Passage
CodeT5+: Open Code Large Language Models for Code Understanding and Generation

Large language models (LLMs) pretrained on vast source code have achieved prominent progress in code intelligence. However, existing code LLMs have two main limitations in terms of architecture and pretraining tasks. First, they often adopt a specific architecture (encoder-only or decoder-only) or rely on a unified encoder-decoder network for different downstream tasks. The former paradigm is limited by inflexibility in applications while in the latter, the model is treated as a single system for all tasks, leading to suboptimal performance on a subset of tasks. Secondly, they often employ a limited set of pretraining objectives which might not be relevant to some downstream tasks and hence result in substantial performance degrade. To address these limitations, we propose ``CodeT5+'', a family of encoder-decoder LLMs for code in which component modules can be flexibly combined to suit a wide range of downstream code tasks. Such flexibility is enabled by our proposed mixture of pretraining objectives to mitigate the pretrain-finetune discrepancy. These objectives cover span denoising, contrastive learning, text-code matching, and causal LM pretraining tasks, on both unimodal and bimodal multilingual code corpora. Furthermore, we propose to initialize CodeT5+ with frozen off-the-shelf LLMs without training from scratch to efficiently scale up our models, and explore instruction-tuning to align with natural language instructions. We extensively evaluate CodeT5+ on over 20 code-related benchmarks in different settings, including zero-shot, finetuning, and instruction-tuning. We observe state-of-the-art (SoTA) model performance on various code-related tasks, such as code generation and completion, math programming, and text-to-code retrieval tasks. Particularly, our instruction-tuned CodeT5+ 16B achieves new SoTA results on HumanEval code generation task against other open code LLMs.

翻译：摘要：针对大规模源代码预训练的大语言模型（LLM）已在代码智能领域取得显著进展。然而，现有代码LLM在架构和预训练任务方面存在两大局限：其一，它们通常采用特定架构（仅编码器或仅解码器），或依赖统一的编码器-解码器网络处理不同下游任务。前一种范式因应用灵活性不足而受限，后一种则将模型视为处理所有任务的单一系统，导致在部分任务上性能欠佳。其二，它们常采用有限的预训练目标集合，这些目标可能与某些下游任务无关，从而导致性能显著下降。为解决上述局限，我们提出"CodeT5+"——一个面向代码的编码器-解码器LLM系列，其组件模块可灵活组合以适应广泛的代码下游任务。这种灵活性源于我们提出的混合预训练目标（涵盖跨度去噪、对比学习、文本-代码匹配及因果语言模型预训练任务），旨在缓解预训练与微调之间的差异。这些目标同时作用于单模态与双模态多语言代码语料库。此外，我们提出利用冻结的现成LLM初始化CodeT5+（无需从头训练）以实现模型高效扩展，并探索指令微调以对齐自然语言指令。我们在超过20个代码相关基准测试（涵盖零样本、微调与指令微调场景）上对CodeT5+进行了全面评估。在代码生成与补全、数学编程、文本到代码检索等多项代码任务中，我们的模型达到了最先进（SoTA）性能。特别地，经指令微调的CodeT5+ 16B在HumanEval代码生成任务上，相比其他开源代码LLM取得了新的SoTA结果。

Stored data
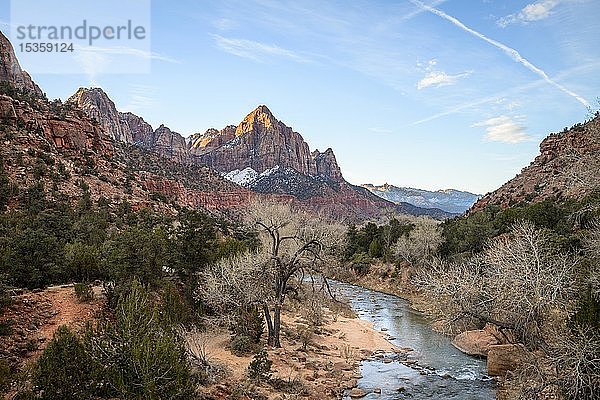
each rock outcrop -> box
[67,88,134,143]
[471,115,600,211]
[149,125,189,163]
[452,329,500,357]
[0,32,44,96]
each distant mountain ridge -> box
[472,116,600,211]
[361,183,481,214]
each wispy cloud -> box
[410,62,600,126]
[409,0,590,109]
[369,126,393,134]
[472,115,532,144]
[74,46,180,85]
[213,18,238,31]
[497,0,561,28]
[213,35,311,63]
[417,71,470,90]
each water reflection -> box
[333,282,496,400]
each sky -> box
[0,0,600,194]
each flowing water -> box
[332,282,496,400]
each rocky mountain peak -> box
[235,105,280,136]
[0,32,44,96]
[311,147,344,181]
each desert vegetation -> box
[380,194,600,399]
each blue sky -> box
[0,0,600,193]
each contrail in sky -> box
[409,0,590,108]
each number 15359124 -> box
[19,42,74,53]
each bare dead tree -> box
[204,203,345,347]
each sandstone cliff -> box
[190,105,343,181]
[0,32,44,96]
[67,88,189,162]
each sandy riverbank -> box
[198,310,405,400]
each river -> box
[332,282,496,400]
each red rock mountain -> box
[472,113,600,210]
[0,29,448,220]
[190,105,343,180]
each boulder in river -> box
[350,388,367,399]
[452,329,500,357]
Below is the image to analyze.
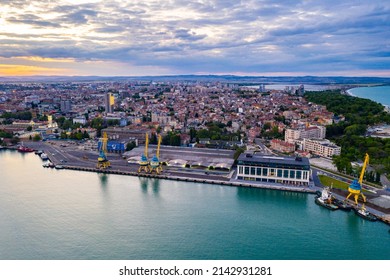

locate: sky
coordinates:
[0,0,390,77]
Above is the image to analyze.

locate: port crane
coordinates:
[149,135,162,174]
[345,154,370,206]
[138,133,149,173]
[96,132,111,169]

How to complete this task
Turn the paragraph of the CodeT5+ abstract beginning "Large language models (LLMs) pretrained on vast source code" into a short bulleted list that keeps its main facts.

Answer for the task
- Code LLMs pretrained on large amounts of source code have advanced code intelligence but have two main limitations.
- First, they use a single specific architecture (encoder-only or decoder-only), which is inflexible, or one unified encoder-decoder network for all tasks, which performs suboptimally on some tasks.
- Second, they use a limited set of pretraining objectives that may not fit some downstream tasks, which can greatly degrade performance.
- CodeT5+ is proposed as a family of encoder-decoder code LLMs whose component modules can be flexibly combined for a wide range of downstream tasks.
- This flexibility comes from a mixture of pretraining objectives meant to reduce the pretrain-finetune discrepancy:
  - span denoising
  - contrastive learning
  - text-code matching
  - causal LM pretraining
- These objectives are applied to both unimodal and bimodal multilingual code corpora.
- The models are initialized with frozen off-the-shelf LLMs rather than trained from scratch, so they scale efficiently.
- Instruction-tuning is explored to align the models with natural language instructions.
- CodeT5+ was evaluated on over 20 code benchmarks in zero-shot, finetuning, and instruction-tuning settings.
- It reached state-of-the-art results on tasks such as code generation and completion, math programming, and text-to-code retrieval.
- The instruction-tuned CodeT5+ 16B set a new state-of-the-art result on the HumanEval code generation task among open code LLMs.